抜粋:
諸宗教破折
3/18/2018
【教 祖】中山みき
【現真柱】中山善衛
【立 教】一八三八年(天保九年)
【崇拝対象】天理王命
【教 典】「御筆先」「御神楽歌」「御指図」の三原典
【信者数】一,八八五.二八二人
【教会・布教所数】三八.四三一
参考:宗教年鑑(平成四年版)
【概 略】
天理教の教祖は中山みきといいます。
一八三八年(天保九年)十月二十六日、中山みきが神がかったこの日を「立教の日」と定め、天理教では毎年その日に大祭を行なっています。
大和国山辺郡三昧田(さんまいでん)村に生まれたみきは、隣の庄屋敷村の中山家へ十三才の時に嫁ぎ、そこが今の天理教本部(天理市三島町)の中心であります。
小さいときから、みきは信仰心が厚く、近くの念仏寺の参詣を条件に嫁入りしたといわれます。
嫁ぎ先の中山家は裕福な家だったのですが、夫善兵衛が非常に身持ちが悪く、夫婦仲が悪くなっていくにしたがって家運も落ちていきました。
百姓のほかに綿商もしていた中山家は、人の出入りが多く、若くして嫁入りしてきたみきにとっては、思いの外気苦労が多かったようです。そんな中で、十七年間に一男五女の子をもうけて、そのうち二人を亡くしています。

取り組む問題:
**A.** 抜粋のうち、「大和国山辺郡三昧田(さんまい」で始まり「のうち二人を亡くしています。」までの部分を、一字も変えずに書き写してください。
**B.** 抜粋を読み、次の問いに答えてください。
(i) 天理教の崇拝対象は何ですか。
(ii) みきは何才の時に中山家へ嫁ぎましたか。
(iii) みきは十七年間に何人の子をもうけましたか。

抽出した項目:
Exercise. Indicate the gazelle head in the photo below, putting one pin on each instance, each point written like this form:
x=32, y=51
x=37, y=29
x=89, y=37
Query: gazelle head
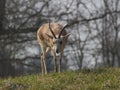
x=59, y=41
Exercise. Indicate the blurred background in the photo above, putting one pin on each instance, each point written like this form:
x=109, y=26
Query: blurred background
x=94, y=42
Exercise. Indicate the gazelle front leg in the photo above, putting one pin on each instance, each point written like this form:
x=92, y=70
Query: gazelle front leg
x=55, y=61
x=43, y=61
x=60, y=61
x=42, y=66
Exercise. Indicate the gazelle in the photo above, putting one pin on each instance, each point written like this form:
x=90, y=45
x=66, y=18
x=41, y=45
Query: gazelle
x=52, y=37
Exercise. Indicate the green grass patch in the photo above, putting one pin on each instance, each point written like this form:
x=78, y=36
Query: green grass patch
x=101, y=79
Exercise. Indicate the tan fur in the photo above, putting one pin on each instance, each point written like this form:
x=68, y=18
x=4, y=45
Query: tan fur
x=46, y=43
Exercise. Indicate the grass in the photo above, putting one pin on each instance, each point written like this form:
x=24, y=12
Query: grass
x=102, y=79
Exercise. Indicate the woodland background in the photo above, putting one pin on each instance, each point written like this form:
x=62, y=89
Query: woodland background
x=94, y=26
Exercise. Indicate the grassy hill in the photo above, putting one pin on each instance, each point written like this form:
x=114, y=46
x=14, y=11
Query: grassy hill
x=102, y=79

==

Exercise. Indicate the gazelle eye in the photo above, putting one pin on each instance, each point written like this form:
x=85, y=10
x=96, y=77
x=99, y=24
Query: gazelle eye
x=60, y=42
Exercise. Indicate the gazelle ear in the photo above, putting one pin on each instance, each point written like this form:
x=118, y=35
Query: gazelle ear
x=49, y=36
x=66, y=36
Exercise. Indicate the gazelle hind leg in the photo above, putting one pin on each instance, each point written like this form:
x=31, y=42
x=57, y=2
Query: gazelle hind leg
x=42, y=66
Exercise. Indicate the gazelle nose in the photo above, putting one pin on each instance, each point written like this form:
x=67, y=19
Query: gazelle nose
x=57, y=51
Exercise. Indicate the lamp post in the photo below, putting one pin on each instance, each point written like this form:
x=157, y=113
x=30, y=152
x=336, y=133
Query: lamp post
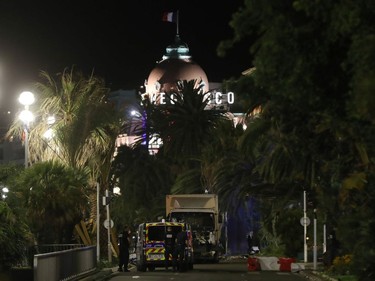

記述解答:
**A.**
大和国山辺郡三昧田(さんまいでん)村に生まれたみきは、隣の庄屋敷村の中山家へ十三才の時に嫁ぎ、そこが今の天理教本部(天理市三島町)の中心であります。
小さいときから、みきは信仰心が厚く、近くの念仏寺の参詣を条件に嫁入りしたといわれます。
嫁ぎ先の中山家は裕福な家だったのですが、夫善兵衛が非常に身持ちが悪く、夫婦仲が悪くなっていくにしたがって家運も落ちていきました。
百姓のほかに綿商もしていた中山家は、人の出入りが多く、若くして嫁入りしてきたみきにとっては、思いの外気苦労が多かったようです。そんな中で、十七年間に一男五女の子をもうけて、そのうち二人を亡くしています。

**B.**
(i) 天理王命
(ii) 十三才
(iii) 一男五女の六人